Description of the task: Out of the listing below, copy every line that carries the string "metal".

Source information:
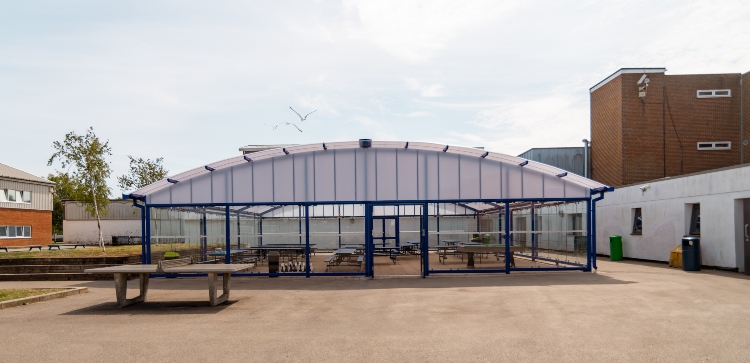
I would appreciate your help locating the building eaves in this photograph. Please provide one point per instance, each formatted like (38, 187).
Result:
(8, 172)
(624, 71)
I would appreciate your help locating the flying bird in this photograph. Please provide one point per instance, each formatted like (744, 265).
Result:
(287, 123)
(300, 116)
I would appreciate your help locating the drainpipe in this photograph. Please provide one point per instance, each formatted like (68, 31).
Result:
(586, 158)
(593, 224)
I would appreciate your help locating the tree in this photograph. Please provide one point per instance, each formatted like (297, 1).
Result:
(142, 172)
(85, 155)
(65, 189)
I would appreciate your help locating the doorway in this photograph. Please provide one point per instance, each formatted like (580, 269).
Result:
(396, 242)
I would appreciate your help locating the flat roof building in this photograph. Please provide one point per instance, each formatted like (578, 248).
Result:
(25, 208)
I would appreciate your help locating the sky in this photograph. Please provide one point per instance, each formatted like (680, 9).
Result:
(193, 81)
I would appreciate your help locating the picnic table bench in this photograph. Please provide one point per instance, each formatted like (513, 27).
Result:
(177, 266)
(58, 245)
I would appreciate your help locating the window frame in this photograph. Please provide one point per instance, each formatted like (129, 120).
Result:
(713, 93)
(637, 225)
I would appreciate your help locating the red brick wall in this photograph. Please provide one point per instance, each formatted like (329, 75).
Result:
(642, 129)
(40, 222)
(635, 140)
(606, 135)
(702, 119)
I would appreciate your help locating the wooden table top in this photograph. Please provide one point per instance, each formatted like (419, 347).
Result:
(135, 269)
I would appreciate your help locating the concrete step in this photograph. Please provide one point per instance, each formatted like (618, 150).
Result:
(55, 277)
(27, 269)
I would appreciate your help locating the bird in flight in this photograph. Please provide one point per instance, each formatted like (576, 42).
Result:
(300, 116)
(287, 123)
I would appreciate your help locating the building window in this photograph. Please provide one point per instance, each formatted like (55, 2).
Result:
(637, 221)
(695, 220)
(15, 196)
(15, 231)
(715, 145)
(713, 93)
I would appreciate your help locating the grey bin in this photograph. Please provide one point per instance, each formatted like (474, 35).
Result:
(691, 253)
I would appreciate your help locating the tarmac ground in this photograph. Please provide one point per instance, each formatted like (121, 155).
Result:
(625, 312)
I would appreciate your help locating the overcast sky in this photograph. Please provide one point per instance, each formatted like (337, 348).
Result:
(194, 81)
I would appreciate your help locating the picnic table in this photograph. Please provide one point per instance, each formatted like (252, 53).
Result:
(344, 255)
(178, 266)
(58, 245)
(497, 249)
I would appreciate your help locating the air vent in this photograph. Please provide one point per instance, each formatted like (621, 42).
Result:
(716, 145)
(712, 93)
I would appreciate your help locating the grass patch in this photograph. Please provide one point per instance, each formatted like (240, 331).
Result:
(12, 294)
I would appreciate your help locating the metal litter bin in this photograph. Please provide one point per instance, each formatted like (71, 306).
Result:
(615, 248)
(273, 262)
(691, 253)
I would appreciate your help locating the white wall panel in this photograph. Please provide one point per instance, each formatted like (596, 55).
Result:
(407, 174)
(345, 178)
(263, 181)
(385, 172)
(448, 176)
(324, 176)
(469, 177)
(283, 177)
(242, 183)
(202, 188)
(490, 180)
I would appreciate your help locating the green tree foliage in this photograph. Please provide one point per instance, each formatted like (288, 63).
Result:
(84, 156)
(142, 172)
(65, 189)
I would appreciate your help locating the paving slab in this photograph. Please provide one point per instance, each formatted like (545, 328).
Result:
(626, 312)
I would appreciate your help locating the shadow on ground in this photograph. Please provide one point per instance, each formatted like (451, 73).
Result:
(153, 308)
(359, 283)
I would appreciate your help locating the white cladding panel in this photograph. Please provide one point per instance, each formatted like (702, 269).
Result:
(283, 179)
(345, 175)
(383, 173)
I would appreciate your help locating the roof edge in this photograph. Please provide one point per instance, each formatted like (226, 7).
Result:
(626, 71)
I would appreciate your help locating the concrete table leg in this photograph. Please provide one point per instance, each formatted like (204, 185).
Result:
(213, 299)
(121, 289)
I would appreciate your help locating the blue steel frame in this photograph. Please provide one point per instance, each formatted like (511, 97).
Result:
(369, 271)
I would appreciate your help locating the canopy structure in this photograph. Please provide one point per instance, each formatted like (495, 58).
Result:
(388, 171)
(423, 193)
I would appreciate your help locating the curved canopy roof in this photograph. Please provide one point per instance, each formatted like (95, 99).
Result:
(389, 171)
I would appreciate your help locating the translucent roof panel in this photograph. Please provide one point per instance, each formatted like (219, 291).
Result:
(389, 171)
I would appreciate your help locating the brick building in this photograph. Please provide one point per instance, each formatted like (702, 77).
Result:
(647, 125)
(25, 208)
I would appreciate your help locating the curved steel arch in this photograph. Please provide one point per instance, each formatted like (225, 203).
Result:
(389, 171)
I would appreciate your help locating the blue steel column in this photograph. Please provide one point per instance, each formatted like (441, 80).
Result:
(588, 235)
(227, 236)
(148, 235)
(425, 241)
(507, 237)
(533, 235)
(204, 232)
(368, 241)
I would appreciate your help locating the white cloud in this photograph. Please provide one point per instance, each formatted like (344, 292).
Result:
(416, 30)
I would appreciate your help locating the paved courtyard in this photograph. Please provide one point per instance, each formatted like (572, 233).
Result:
(628, 311)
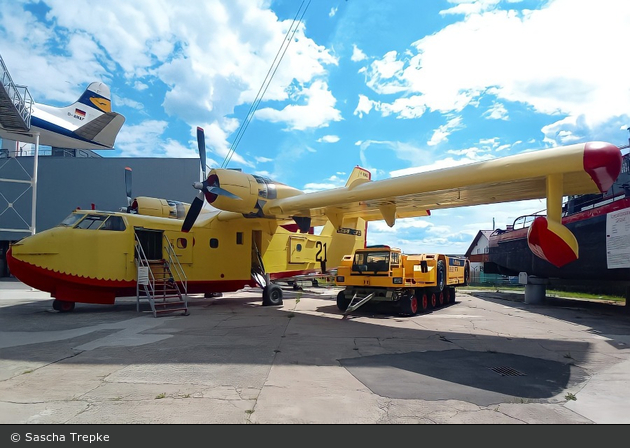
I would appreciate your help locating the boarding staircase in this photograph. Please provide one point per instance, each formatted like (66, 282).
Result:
(162, 283)
(16, 103)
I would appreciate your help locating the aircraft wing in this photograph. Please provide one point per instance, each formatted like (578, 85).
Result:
(577, 169)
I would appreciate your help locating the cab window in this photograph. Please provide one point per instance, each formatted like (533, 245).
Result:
(91, 222)
(115, 223)
(71, 220)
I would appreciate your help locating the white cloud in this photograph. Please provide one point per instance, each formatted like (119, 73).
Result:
(328, 139)
(545, 59)
(497, 112)
(357, 54)
(441, 134)
(318, 109)
(364, 106)
(207, 64)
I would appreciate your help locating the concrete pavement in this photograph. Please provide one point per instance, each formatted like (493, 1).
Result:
(482, 360)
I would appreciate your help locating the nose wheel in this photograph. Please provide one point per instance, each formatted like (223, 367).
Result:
(63, 306)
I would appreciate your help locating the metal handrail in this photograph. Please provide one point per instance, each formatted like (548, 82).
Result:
(142, 260)
(174, 261)
(19, 95)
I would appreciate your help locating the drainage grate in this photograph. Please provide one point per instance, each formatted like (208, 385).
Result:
(507, 371)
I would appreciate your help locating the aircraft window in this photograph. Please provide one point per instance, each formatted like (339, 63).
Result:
(113, 223)
(92, 222)
(71, 220)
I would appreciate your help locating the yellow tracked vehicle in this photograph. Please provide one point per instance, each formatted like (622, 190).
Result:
(414, 283)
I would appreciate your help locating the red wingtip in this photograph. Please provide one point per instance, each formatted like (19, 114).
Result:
(602, 161)
(552, 242)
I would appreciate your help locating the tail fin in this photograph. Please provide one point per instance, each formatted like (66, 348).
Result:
(358, 176)
(98, 96)
(104, 128)
(344, 240)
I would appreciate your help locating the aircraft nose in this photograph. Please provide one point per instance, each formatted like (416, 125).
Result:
(27, 261)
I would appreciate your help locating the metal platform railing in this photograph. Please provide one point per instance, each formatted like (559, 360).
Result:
(16, 103)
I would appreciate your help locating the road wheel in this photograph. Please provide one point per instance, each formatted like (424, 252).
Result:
(342, 302)
(423, 300)
(443, 297)
(441, 276)
(408, 304)
(272, 295)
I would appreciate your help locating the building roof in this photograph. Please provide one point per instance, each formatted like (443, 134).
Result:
(484, 233)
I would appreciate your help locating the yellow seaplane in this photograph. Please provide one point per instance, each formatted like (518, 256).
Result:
(258, 231)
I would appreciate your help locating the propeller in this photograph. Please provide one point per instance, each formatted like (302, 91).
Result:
(210, 185)
(128, 186)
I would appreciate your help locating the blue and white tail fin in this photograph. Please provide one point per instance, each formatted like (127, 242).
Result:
(88, 123)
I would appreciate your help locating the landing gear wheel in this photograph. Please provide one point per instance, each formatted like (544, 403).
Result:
(272, 295)
(424, 301)
(63, 306)
(408, 304)
(342, 302)
(440, 298)
(441, 276)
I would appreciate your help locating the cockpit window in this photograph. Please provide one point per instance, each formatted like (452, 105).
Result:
(113, 223)
(91, 222)
(71, 220)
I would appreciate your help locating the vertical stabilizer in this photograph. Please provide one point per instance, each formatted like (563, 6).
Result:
(357, 177)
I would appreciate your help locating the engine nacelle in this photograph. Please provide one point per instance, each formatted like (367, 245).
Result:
(251, 191)
(159, 207)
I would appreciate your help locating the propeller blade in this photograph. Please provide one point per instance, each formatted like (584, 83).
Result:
(201, 143)
(221, 192)
(193, 212)
(128, 184)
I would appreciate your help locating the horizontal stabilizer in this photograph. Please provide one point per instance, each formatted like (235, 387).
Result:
(103, 129)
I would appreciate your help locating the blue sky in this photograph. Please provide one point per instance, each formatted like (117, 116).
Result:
(395, 87)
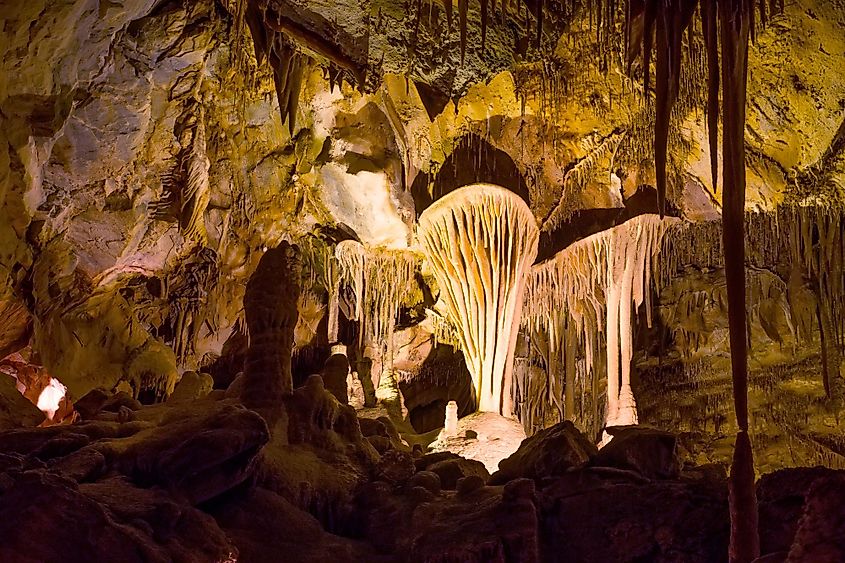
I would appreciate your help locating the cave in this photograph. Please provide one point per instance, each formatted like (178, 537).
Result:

Solution to this exercise:
I would appreciate your help locating the metal litter bin in this photograph. Please provide one point per instance, each formatted like (71, 306).
I would appreciate your help locating the metal handrail in this photograph. Please provide one point per instance, each formatted like (548, 82).
I would appreciate your help locating the metal platform railing in this photograph. Please provide one point per instance, each formatted like (559, 360).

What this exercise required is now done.